* [The tasks]
a – List every person the news report below names in full.
b – Tally the lines of the records below that contain the word "white" and reply with only that number.

* [Source text]

┄┄┄┄┄┄┄┄┄┄

The call comes in light of the circulation of a video in which a man was seen physically assaulting a woman in the vicinity of the courthouse in Half-Way Tree, St Andrew.

In the video, the man, who has now been identified as 32-year-old graphic designer Jovan Stephenson, could be seen kicking and stomping on a woman while verbally assaulting the woman, said to be his estranged partner, as she curled up on the ground by the roadside.

The incident is believed to have taken place on Thursday, minutes after Stephenson and the woman reportedly left on another matter.

Stephenson was on Friday arrested by the police and charged with assault occasioning grievous bodily harm.

He pleaded guilty to the charges in the Kingston and St Andrew Parish Court hours later and was remanded until March 30 for sentencing.

Senior Parish Judge Lori-Anne Cole-Montague also ordered him to pay over $250,000 to the woman for the injuries she sustained in the attack.

Expressing horror at the attack, gender advocate Hilary Nicholson said it highlighted the often helplessness that domestic violence victims face.

“It reminds me how difficult is it for a woman to be able to report domestic violence because when she tries to do something, she is at further risk of violence. If not from the original abuser, sometimes she experiences violence from his family or his friends or his community,” Nicholson told The Gleaner.

She charged that the current legislation is inadequate to protect these victims and does not take into account how complicated the issue really is.

┄┄┄┄┄┄┄┄┄┄

* [Record list]
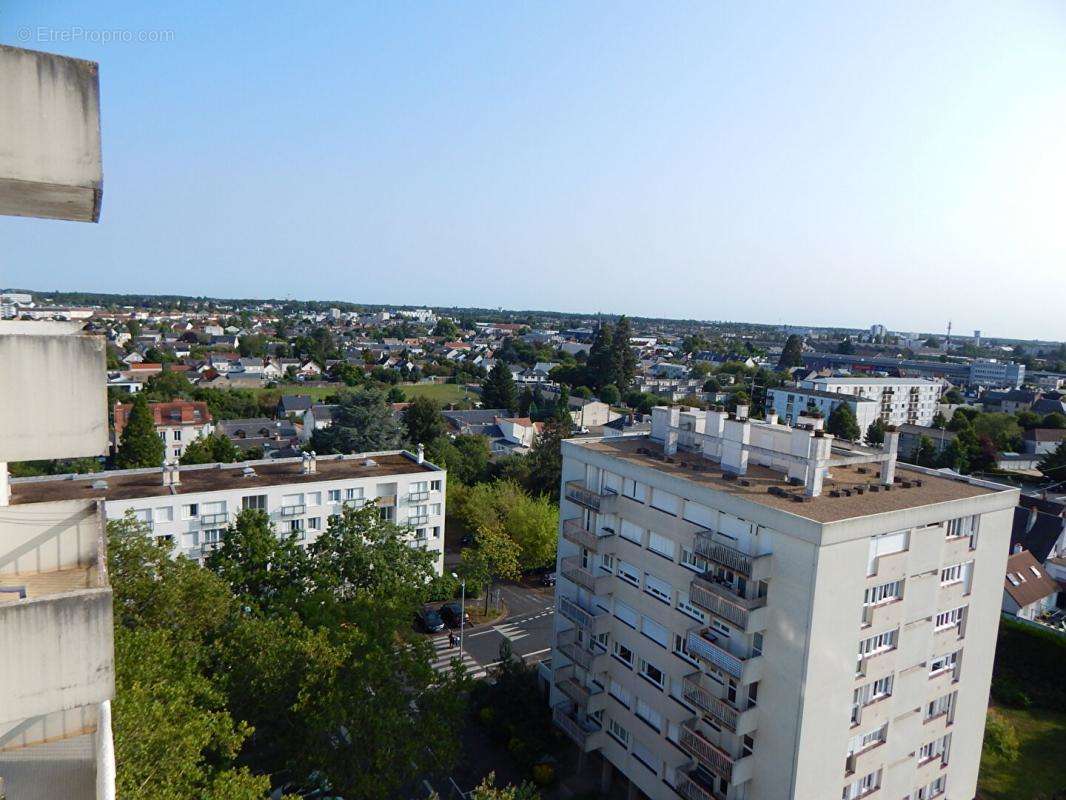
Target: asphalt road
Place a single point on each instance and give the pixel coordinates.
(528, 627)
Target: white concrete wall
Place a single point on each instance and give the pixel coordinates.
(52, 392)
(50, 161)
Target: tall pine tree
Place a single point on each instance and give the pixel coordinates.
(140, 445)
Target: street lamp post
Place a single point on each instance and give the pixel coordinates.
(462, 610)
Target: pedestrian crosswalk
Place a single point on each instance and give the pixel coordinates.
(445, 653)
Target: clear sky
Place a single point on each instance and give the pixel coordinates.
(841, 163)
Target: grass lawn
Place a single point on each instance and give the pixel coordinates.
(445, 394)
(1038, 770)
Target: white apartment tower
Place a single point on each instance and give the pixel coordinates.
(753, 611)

┄┄┄┄┄┄┄┄┄┄

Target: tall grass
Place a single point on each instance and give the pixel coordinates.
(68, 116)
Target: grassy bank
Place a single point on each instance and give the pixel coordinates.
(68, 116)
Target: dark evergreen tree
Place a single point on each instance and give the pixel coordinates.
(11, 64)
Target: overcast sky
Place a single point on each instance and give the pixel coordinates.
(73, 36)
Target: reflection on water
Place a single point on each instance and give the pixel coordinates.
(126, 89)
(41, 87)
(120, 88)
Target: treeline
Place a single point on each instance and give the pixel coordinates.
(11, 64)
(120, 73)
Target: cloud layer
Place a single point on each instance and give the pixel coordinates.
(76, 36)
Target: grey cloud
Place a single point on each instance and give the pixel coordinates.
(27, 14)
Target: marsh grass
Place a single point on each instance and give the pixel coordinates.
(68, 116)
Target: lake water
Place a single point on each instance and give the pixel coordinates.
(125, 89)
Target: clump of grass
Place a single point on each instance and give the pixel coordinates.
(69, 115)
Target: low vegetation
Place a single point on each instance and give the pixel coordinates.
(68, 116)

┄┄┄┄┄┄┄┄┄┄

* [Answers to the problems]
a – Jovan Stephenson, Lori-Anne Cole-Montague, Hilary Nicholson

b – 2